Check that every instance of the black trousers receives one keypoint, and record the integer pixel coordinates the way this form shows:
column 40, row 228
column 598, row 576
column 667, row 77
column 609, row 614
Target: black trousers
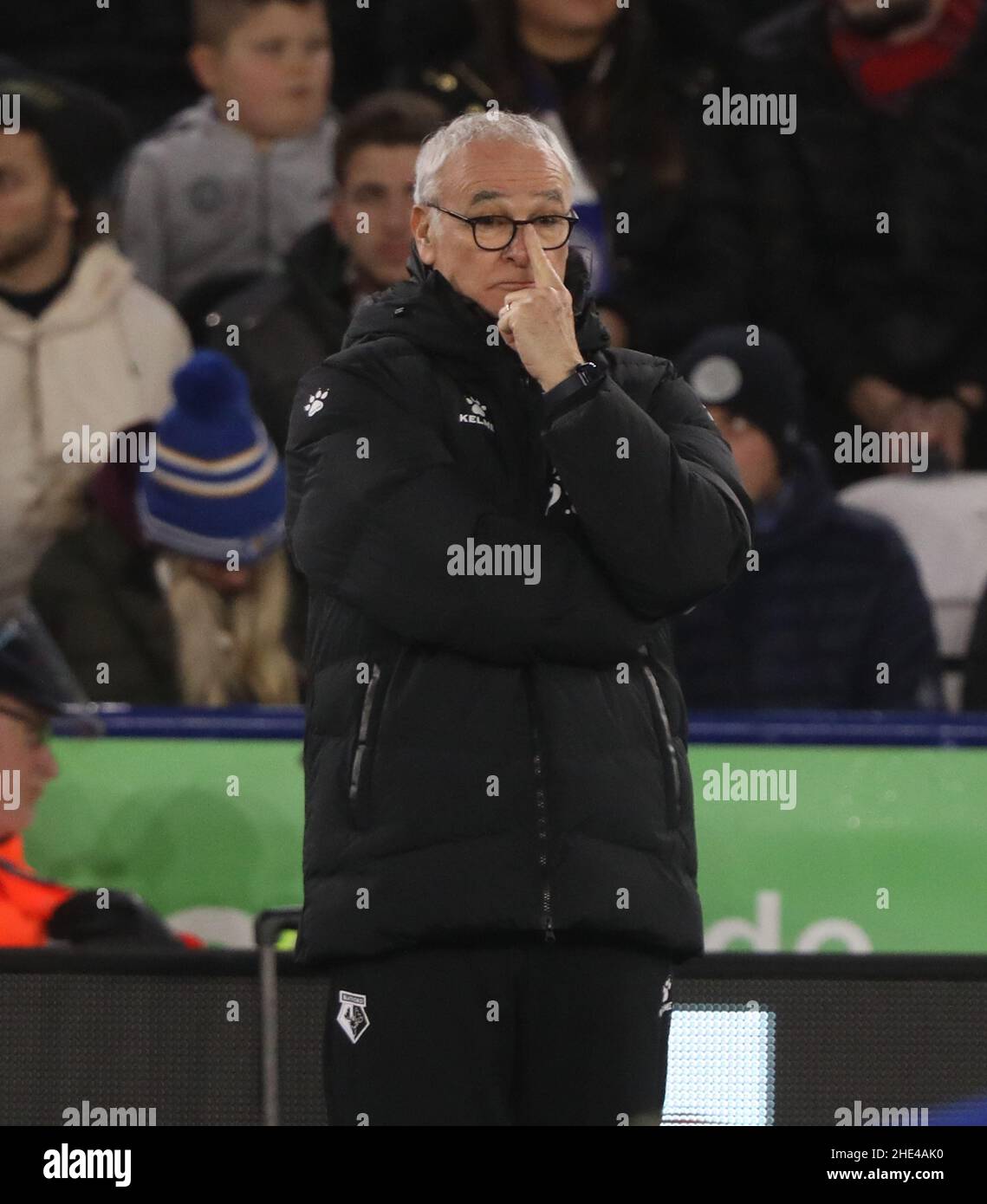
column 505, row 1033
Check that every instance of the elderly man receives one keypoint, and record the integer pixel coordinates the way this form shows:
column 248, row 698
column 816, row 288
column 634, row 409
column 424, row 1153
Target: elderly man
column 496, row 515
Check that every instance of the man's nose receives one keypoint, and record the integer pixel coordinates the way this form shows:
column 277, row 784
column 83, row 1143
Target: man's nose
column 517, row 253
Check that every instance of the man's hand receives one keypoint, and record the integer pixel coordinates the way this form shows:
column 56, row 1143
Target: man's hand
column 537, row 321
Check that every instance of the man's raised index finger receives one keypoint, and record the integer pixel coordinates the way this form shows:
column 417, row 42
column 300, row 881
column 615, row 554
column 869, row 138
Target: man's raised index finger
column 543, row 271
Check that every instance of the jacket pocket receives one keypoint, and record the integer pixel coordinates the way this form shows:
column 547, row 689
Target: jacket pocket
column 360, row 767
column 666, row 750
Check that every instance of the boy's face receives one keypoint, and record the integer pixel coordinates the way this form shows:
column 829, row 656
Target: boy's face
column 380, row 183
column 25, row 762
column 276, row 64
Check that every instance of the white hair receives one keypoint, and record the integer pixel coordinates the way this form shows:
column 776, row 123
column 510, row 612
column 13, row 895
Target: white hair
column 497, row 126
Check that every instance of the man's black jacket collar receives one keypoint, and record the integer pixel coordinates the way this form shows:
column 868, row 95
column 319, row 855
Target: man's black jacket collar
column 431, row 314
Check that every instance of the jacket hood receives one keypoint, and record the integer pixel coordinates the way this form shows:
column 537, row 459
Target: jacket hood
column 102, row 275
column 429, row 312
column 805, row 506
column 316, row 265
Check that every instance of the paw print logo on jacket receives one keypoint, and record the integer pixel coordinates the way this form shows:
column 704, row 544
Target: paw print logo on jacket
column 315, row 404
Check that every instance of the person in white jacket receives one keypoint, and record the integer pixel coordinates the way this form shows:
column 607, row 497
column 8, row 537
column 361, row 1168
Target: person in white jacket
column 86, row 351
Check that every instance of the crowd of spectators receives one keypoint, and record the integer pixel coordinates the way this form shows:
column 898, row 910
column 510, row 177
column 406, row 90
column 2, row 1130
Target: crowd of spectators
column 195, row 199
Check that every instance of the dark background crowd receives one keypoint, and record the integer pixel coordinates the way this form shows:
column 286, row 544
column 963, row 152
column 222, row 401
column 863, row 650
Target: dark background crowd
column 182, row 238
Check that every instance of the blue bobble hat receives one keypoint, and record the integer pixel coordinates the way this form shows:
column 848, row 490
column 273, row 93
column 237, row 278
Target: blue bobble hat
column 218, row 484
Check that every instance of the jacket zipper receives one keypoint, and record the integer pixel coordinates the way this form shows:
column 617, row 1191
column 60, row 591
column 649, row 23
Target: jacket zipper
column 265, row 236
column 542, row 811
column 666, row 732
column 364, row 728
column 542, row 808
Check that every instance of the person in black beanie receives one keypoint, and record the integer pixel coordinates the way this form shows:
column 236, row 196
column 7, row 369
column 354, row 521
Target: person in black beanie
column 830, row 612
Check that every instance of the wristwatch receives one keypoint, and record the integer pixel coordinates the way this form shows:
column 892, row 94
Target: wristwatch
column 581, row 377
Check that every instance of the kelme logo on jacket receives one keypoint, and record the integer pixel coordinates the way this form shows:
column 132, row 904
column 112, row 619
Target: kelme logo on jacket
column 477, row 414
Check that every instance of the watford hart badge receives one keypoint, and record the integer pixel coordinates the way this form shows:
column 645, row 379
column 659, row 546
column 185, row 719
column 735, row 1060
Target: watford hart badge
column 352, row 1015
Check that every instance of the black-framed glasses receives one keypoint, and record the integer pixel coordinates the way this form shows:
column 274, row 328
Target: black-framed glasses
column 496, row 231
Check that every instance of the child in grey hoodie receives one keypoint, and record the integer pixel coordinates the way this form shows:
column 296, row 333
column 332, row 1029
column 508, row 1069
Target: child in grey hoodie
column 227, row 185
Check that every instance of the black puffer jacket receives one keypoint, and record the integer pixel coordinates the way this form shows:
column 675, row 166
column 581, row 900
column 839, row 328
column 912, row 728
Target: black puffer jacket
column 484, row 756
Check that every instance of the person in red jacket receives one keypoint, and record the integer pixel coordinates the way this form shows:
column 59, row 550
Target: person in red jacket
column 36, row 685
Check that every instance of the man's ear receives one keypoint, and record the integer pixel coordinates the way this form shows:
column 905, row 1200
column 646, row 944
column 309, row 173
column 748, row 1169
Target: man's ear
column 65, row 207
column 422, row 230
column 204, row 64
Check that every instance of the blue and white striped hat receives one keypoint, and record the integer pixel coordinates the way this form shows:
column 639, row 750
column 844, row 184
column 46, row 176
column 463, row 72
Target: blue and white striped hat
column 218, row 484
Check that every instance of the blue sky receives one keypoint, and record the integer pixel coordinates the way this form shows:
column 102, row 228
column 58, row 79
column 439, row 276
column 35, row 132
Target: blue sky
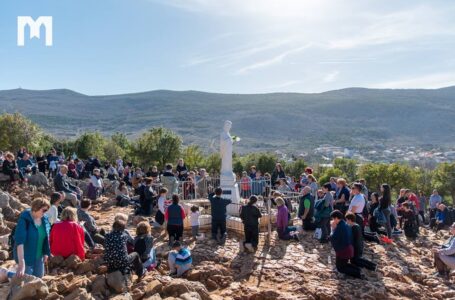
column 230, row 46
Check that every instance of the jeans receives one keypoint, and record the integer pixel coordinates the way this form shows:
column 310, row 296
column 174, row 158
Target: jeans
column 218, row 225
column 195, row 230
column 324, row 224
column 37, row 269
column 345, row 267
column 388, row 226
column 175, row 232
column 174, row 268
column 363, row 263
column 135, row 262
column 252, row 235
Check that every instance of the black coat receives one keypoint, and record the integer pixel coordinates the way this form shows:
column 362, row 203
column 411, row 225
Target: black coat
column 250, row 215
column 61, row 184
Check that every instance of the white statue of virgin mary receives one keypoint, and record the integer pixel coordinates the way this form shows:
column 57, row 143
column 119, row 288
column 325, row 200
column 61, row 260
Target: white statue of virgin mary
column 226, row 142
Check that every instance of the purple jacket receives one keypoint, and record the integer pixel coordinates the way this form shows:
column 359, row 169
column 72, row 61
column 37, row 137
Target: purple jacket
column 282, row 217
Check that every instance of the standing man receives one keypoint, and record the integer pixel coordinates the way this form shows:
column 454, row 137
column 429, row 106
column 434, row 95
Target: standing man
column 435, row 200
column 219, row 214
column 306, row 209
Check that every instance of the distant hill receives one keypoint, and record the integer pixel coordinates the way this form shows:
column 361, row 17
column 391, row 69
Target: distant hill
column 286, row 121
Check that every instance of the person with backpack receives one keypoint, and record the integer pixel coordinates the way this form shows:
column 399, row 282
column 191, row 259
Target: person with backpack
column 357, row 204
column 219, row 214
column 357, row 243
column 143, row 245
column 384, row 207
column 96, row 234
column 116, row 252
column 342, row 242
column 441, row 219
column 410, row 224
column 174, row 217
column 444, row 256
column 323, row 208
column 31, row 248
column 250, row 215
column 306, row 209
column 146, row 198
column 67, row 236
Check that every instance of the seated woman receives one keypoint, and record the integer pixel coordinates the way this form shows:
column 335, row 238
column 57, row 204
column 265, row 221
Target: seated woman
column 342, row 243
column 143, row 245
column 444, row 257
column 411, row 228
column 10, row 167
column 285, row 232
column 31, row 239
column 179, row 259
column 67, row 236
column 122, row 195
column 116, row 254
column 95, row 187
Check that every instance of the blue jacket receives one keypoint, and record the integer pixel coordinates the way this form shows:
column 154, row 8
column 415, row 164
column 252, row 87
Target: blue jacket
column 341, row 237
column 26, row 234
column 218, row 207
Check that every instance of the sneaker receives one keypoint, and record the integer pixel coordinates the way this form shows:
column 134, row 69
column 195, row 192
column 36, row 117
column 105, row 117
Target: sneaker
column 249, row 247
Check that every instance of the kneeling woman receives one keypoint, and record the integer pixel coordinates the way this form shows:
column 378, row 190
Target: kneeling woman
column 31, row 239
column 67, row 236
column 285, row 232
column 116, row 254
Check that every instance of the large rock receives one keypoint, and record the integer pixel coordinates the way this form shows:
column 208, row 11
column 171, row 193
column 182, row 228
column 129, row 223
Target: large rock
column 179, row 287
column 79, row 294
column 71, row 262
column 117, row 281
column 28, row 287
column 154, row 287
column 99, row 285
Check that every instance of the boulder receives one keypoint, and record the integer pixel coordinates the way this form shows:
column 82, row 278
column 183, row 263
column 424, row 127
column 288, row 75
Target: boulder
column 4, row 255
column 28, row 287
column 55, row 261
column 99, row 285
column 117, row 281
column 154, row 287
column 79, row 294
column 71, row 262
column 179, row 287
column 190, row 296
column 85, row 267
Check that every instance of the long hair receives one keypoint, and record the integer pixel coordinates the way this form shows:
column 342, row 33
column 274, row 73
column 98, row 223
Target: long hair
column 386, row 195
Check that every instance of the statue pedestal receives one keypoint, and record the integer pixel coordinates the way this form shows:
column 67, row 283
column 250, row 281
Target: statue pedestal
column 231, row 191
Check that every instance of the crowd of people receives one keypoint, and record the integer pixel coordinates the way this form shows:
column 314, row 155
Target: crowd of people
column 340, row 213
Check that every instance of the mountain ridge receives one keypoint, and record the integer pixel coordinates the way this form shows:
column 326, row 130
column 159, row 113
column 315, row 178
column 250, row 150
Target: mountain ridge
column 350, row 117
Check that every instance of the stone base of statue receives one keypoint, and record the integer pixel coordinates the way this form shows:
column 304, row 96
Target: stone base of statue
column 231, row 191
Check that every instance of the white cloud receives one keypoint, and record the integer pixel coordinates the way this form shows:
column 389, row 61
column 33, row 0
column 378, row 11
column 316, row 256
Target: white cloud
column 332, row 76
column 430, row 81
column 272, row 61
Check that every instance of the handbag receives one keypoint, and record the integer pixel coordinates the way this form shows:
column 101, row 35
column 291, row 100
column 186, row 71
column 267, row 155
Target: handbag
column 317, row 233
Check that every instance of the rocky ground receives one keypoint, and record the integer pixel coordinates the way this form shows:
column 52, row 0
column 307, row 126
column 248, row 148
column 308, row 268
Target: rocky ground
column 279, row 269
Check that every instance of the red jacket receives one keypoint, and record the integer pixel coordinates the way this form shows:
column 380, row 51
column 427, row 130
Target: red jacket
column 412, row 197
column 67, row 238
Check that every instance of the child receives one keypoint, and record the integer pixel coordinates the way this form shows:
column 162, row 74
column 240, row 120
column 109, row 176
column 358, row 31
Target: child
column 250, row 216
column 5, row 274
column 179, row 259
column 162, row 206
column 194, row 218
column 410, row 222
column 143, row 245
column 52, row 213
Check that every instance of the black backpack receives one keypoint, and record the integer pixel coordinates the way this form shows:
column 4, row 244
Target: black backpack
column 11, row 241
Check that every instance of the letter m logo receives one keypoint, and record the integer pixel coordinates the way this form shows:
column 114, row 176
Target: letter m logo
column 35, row 27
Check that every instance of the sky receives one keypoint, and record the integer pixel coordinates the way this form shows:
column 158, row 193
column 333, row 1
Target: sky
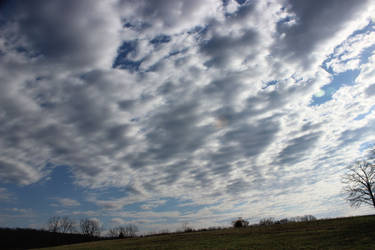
column 166, row 112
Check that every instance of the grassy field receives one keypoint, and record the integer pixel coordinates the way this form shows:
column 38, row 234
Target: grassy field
column 343, row 233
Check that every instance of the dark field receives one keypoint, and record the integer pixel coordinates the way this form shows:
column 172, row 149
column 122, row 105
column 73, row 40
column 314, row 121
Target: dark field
column 342, row 233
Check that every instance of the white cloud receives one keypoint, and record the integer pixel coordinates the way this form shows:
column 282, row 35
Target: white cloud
column 215, row 113
column 67, row 202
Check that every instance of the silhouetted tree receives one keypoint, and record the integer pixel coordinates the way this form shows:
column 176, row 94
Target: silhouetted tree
column 90, row 227
column 54, row 224
column 359, row 184
column 129, row 230
column 66, row 225
column 60, row 224
column 240, row 222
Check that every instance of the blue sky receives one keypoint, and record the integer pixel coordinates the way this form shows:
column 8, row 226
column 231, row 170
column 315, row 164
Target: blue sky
column 161, row 113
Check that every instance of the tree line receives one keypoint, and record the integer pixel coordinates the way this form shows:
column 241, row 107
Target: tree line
column 89, row 227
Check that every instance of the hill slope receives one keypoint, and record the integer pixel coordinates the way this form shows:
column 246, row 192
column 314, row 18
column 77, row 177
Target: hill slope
column 343, row 233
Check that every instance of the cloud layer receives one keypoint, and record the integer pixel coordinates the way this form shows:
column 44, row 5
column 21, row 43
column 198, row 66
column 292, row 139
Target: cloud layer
column 206, row 101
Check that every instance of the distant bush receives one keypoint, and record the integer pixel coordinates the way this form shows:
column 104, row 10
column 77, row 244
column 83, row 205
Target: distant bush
column 121, row 232
column 304, row 218
column 240, row 222
column 267, row 221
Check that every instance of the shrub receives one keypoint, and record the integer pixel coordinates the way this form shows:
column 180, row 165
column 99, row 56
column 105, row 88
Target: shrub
column 240, row 222
column 267, row 221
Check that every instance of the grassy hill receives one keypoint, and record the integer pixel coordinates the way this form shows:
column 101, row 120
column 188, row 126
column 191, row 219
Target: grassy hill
column 342, row 233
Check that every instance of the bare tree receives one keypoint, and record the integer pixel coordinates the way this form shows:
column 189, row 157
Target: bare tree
column 360, row 183
column 114, row 232
column 54, row 224
column 129, row 230
column 59, row 224
column 66, row 225
column 90, row 227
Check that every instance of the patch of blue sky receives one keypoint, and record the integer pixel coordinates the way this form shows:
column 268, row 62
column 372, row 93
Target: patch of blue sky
column 326, row 92
column 366, row 146
column 269, row 83
column 42, row 197
column 344, row 78
column 363, row 115
column 121, row 61
column 161, row 39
+-------+
Can you reproduce, word for word, the lines of the data above, starting with the line that contains "Check that every instance of the black puffer" and going on through the line that contains "column 36, row 685", both of those lines included?

Check that every instance of the black puffer jacket receives one keypoint, and record the integer pixel coordinates the way this form shows:
column 675, row 166
column 581, row 900
column 839, row 328
column 912, row 728
Target: black puffer jacket
column 484, row 756
Check that every instance of the person in red jacket receives one keypoint, and record the integer pixel coordinates the way this form shows:
column 59, row 550
Target: person in red jacket
column 36, row 685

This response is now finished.